> _YOUR GOAL_: Copy every one of the lines below exactly, but leave the pictures out.
================
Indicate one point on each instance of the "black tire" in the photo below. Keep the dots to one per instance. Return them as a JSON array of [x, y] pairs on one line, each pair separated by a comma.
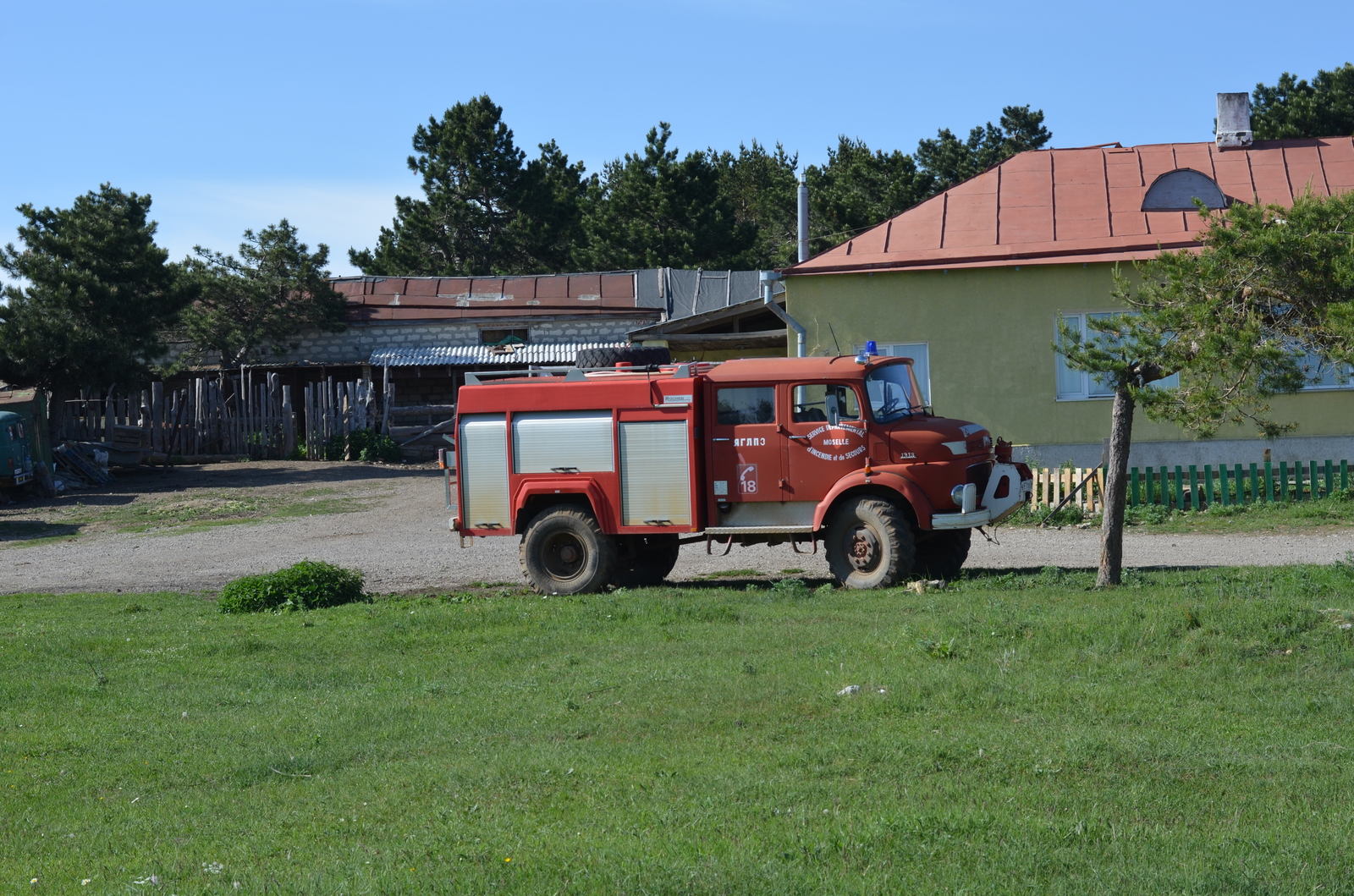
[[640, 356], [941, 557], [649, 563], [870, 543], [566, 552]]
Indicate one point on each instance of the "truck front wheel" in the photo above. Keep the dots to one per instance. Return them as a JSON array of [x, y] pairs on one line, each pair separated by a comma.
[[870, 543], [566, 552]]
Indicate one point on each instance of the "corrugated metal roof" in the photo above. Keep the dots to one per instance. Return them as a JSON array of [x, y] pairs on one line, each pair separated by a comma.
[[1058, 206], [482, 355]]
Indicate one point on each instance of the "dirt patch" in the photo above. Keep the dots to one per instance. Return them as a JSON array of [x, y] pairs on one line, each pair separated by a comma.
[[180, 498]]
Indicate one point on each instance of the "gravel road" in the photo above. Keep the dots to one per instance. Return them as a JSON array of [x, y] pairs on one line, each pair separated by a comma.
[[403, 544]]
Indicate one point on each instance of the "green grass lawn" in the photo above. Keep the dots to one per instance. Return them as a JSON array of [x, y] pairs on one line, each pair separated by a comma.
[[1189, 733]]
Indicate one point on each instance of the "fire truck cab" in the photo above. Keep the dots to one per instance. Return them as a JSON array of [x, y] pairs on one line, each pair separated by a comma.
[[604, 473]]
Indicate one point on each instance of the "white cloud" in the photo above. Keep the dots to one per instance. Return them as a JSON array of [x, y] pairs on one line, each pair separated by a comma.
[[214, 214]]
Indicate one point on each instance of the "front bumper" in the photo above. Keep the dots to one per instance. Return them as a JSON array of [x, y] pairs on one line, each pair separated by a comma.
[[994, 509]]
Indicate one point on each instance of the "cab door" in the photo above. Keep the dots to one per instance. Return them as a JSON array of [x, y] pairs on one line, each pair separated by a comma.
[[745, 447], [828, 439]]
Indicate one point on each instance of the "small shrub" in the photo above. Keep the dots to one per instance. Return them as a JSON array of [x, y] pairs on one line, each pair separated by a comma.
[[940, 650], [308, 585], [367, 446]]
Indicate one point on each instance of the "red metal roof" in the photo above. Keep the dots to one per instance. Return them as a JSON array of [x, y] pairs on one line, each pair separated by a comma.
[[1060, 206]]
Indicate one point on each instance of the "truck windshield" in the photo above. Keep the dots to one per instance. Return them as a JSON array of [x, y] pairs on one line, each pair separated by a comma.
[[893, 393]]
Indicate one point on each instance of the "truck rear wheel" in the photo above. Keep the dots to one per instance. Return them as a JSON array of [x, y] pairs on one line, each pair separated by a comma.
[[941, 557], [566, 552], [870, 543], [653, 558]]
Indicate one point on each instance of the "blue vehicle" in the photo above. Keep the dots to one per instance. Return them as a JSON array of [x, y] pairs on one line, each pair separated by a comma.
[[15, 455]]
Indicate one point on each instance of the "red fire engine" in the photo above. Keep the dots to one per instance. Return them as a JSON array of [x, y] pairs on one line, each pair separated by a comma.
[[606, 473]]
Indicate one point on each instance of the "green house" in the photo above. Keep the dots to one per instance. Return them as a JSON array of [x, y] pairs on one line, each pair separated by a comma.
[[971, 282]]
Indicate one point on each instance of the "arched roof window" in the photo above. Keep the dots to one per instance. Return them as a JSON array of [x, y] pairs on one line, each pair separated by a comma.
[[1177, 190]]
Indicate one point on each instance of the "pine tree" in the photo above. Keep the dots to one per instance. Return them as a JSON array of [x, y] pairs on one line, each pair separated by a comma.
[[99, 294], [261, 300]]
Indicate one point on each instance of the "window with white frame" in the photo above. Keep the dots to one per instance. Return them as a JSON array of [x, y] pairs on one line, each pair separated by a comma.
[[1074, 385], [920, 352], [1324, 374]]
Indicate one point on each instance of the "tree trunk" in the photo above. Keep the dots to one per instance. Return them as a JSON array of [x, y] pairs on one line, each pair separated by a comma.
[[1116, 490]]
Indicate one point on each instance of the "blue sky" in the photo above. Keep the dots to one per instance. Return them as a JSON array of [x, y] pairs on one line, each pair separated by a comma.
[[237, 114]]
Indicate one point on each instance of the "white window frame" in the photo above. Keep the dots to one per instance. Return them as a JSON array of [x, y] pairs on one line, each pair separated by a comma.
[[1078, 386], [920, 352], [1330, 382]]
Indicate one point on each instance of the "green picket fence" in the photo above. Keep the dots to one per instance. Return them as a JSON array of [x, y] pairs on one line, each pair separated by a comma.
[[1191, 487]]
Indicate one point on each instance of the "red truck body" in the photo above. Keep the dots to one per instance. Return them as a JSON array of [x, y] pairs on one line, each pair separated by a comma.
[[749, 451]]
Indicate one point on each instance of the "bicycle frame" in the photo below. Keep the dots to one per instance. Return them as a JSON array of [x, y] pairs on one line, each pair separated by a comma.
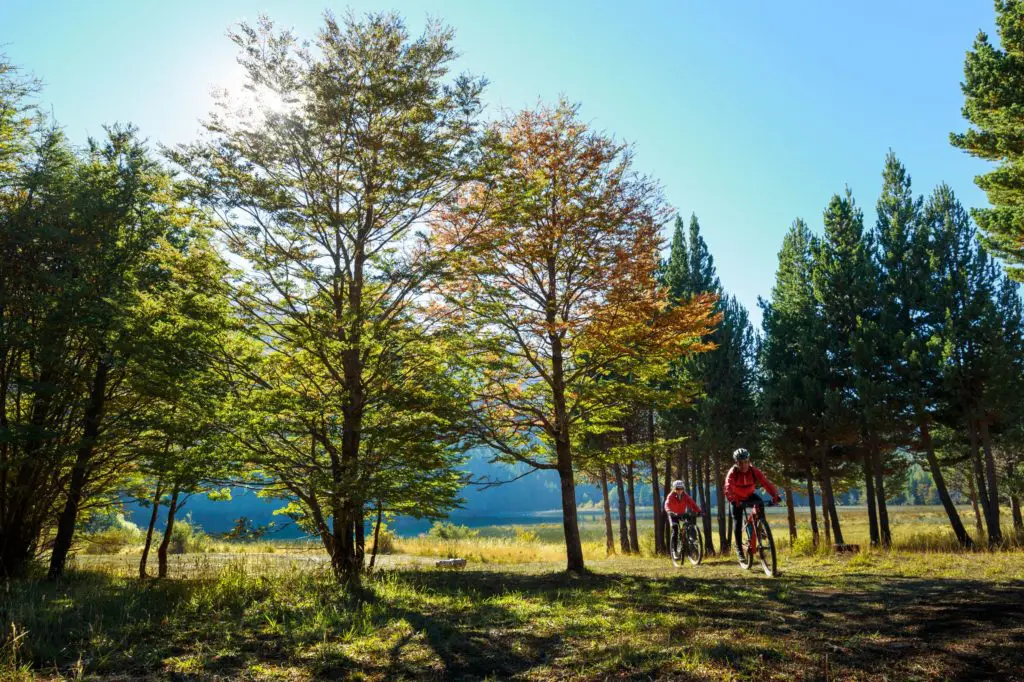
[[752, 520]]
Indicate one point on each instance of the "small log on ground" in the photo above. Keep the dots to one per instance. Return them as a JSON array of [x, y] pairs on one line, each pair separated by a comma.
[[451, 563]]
================
> _ANSWER FOR THE TASK_:
Indicate one point on each instance of the "black tire" in the photo below. Keep the dots to one per instance. Return them as a JSON array of [x, y] pairs on one line, each pair separated by a comma.
[[640, 356], [941, 557], [649, 563], [870, 543], [566, 552]]
Indicate one point on each instance of the "truck front wheel" in the photo above. Keep the dots to one per instance. Return them as a JSON array of [x, y] pairs on one line, each pair separated by a comma.
[[870, 543], [566, 552]]
Indicate one point on each instance of the "corrugated metal roof" in the photo above. Keep the dots to one per instance. Return them as a JSON array of [x, y] pairs on one line, each pair separated by a comma.
[[1058, 206], [482, 355]]
Indicate one point on each instance of the "dirt patch" in the photo above. Keep the dots to one per instance. Return them as a JSON array of [x, y] pairs on one line, each pair separated by a comma.
[[180, 498]]
Indicate one point on each instance of the "gravel road" in the photo above. Keep the dots to one per instance. Return them as a JSON array of [x, y] pairs on one line, each pair separated by a comma.
[[403, 544]]
Indicate one point on each instance of the "green grass lawn" in the photo above. Keep the dots to one per instance. Return them as a JSON array of [x, y] pairs on one line, each pair separated by a comma.
[[1189, 733]]
Indicate one point on each instance of the "fire truck cab" in the photo above. Keep the dots to one per instance. Return them as a JSON array of [x, y] pairs on one line, each pair separated by a comma.
[[604, 473]]
Indicate one point on each instance of the "white cloud" in the photo above. Keep the dots to one per instance. Return them as a JSON array of [x, y] pairs on one line, each pair separated by a comma.
[[214, 214]]
Indicate one point on each instance of the "front bumper" in the photo above. Keep the dots to one per instance. Return them as a JSON array of [x, y] pairs on one line, each pair separated by a comma.
[[994, 509]]
Indicate one point on each instance of the "cab door" in the photo above. Keep the dots to one per instance. Return them as a JSON array of [x, y] pairs on one line, each pair separated by a comma.
[[745, 447], [828, 439]]
Indicate one point on each instance of the "small shrub" in the photo above. Keep the dots to one per instance. Return them as a JSON array of [x, y] pairs on one line, each pair separated by a comma.
[[940, 650], [308, 585], [367, 446]]
Indicate one point on each instance of the "red metal roof" in the photo above. Keep the dots to one per instance. Return them as a JSON array of [x, y] pairs on one line, each pair separated by a comma.
[[1060, 206]]
Indicate one point on each instance of the "truck windshield" in the photo above. Keep the dots to one per instance. Return them as a JSON array of [x, y] pairs on one line, each pair separated by a comma.
[[893, 393]]
Indicate one point on each instance of the "truck rear wheel" in the photo above. Keep the dots to one per instance. Return them as a JSON array of [x, y] pairs on one line, each pair separated by a comma.
[[941, 557], [566, 552], [870, 543], [653, 558]]
Indicate one point on each instance of the "blue vehicle" in the photo above. Keep the dots to one per instance. Return them as a JSON array of [x, y] pairs on one line, each pair separated by a comma.
[[15, 455]]
Indicate one point on each instance of the "red fire engine" in the photo above. Keep the dots to one per instance. Return them as a JSON array of [x, y] pairs on one line, each pair separated by a comma.
[[606, 473]]
Indicate one point on each instance of the "green house" in the photo above. Keep the dots to one per instance. Return them as a JSON array of [x, y] pairs on one line, each pair separated by a comma.
[[971, 282]]
Indicate one point on each instance of the "arched roof window" in the photo above. Keep the dots to one per instance. Return them as a JSON array of [x, y] pairs on one line, each pair separated by a comma.
[[1177, 190]]
Indicate one point on each instance of the "pine tree" in the photo above. Keep the dots to one per instance. Return them as a JSON array of [x, y] pairs on one line, each pair separated by a comma.
[[99, 294], [261, 300]]
Indicate one point on each instance of the "window with white frame" in the photo above. Keep the dots to one per instance. Return them as a JSON array of [x, y] pairs on one line, each pair separated by a comma.
[[1074, 385], [920, 352], [1324, 374]]
Indicate one point on each instance of the "tree trunk" in the photo above. Keep the dots to one per instance. Return them as a JSON array of [x, y] pairs on one line, each pair separated by a comma.
[[1116, 490]]
Indicate one point on each instance of the "blue sky" in the photo above. Keep the dots to one per instance. Return them as a JSON array of [x, y] pairs on one line, each pair separated by a comma.
[[237, 114]]
Indicate one point on each instance of the "white window frame" in the photo above. Keep the dots to one per instance. Return them as a JSON array of [x, y] pairs on one line, each pair separated by a comma.
[[1078, 386], [920, 352], [1330, 382]]
Indicate one point on each instance of the "green picket fence" in the photo above. Keep the dots to one per instance. Return them as a JSON array of [x, y] pairs on one line, each pair separated by a comma.
[[1191, 487]]
Indicate one point on each instance of the "red truck body" in the photo above. Keep the dots to one per instance. Return them as a JSON array of [x, y] pairs on one line, each pair separated by a comma.
[[749, 451]]
Indicate one point on each instance of the "bicycle frame" in the photo below. Keep the dots to one per instance. Return them as a JSON array of [x, y] pairs on one line, each pair separated by a comma.
[[752, 520]]
Indicate one point on each instance of the "small log on ground" in the photo above. Keep the dots to one per instance. Return them as a JSON array of [x, y] pairs on one line, each pair separated by a comma.
[[451, 563]]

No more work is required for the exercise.